### Jobs
1. In the Richard Wiese biography, in what year was he first elected president of The Explorers Club?
2. Please check each statement against the Richard Wiese biography and answer yes or no, quoting the words that decide it: (a) He studied at Brown University. (b) Born to Explore with Richard Wiese aired only on PBS. (c) He served as the 40th president of The Explorers Club.
3. Carry the Richard Wiese biography forward from its last sentence.

### Page
━━━━━━━━━━━━━━━━

- Born: Richard Wiese July 13, 1959 (age 67) Long Island, New York, U.S.
- Education: Brown University
- Occupations: Explorer, television host and producer, author
- Known for: President of The Explorers Club; host of Born to Explore with Richard Wiese
- Father: Richard Wiese Sr.
- Honours: Former president, The Explorers Club
- Website: www.borntoexplore.net

= Richard Wiese =

American explorer and television host

Richard Wiese (born July 13, 1959) is an American explorer and television host. He has led The Explorers Club across three separate tenures as its 39th, 44th and 46th president, and was the youngest president in the Club's history when first elected in 2002. His fieldwork has taken him to Mount Everest, the North Pole and Antarctica. He is the executive producer and presenter of Born to Explore with Richard Wiese, a travel series that aired on ABC and PBS and received more than a dozen Daytime Emmy Award nominations and two wins, and he co-hosts the public television series Weekends with Yankee.

━━━━━━━━━━━━━━━━

### Supplied data
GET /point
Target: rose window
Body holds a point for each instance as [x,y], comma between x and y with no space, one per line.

━━━━━━━━━━━━━━━━

### Answers by task
1. 2002

2.
(a) Yes: "Education: Brown University"
(b) No: "aired on ABC and PBS"
(c) No: "as its 39th, 44th and 46th president"

3.
==Early life and education==
Wiese was born on Long Island, New York. His father, the Pan Am pilot Richard Wiese Sr., flew solo across the Pacific Ocean from San Francisco to Sydney in 1959, the first solo flight from the United States to Australia. In 1971, at the age of 11, Wiese climbed Mount Kilimanjaro in Tanzania with his father.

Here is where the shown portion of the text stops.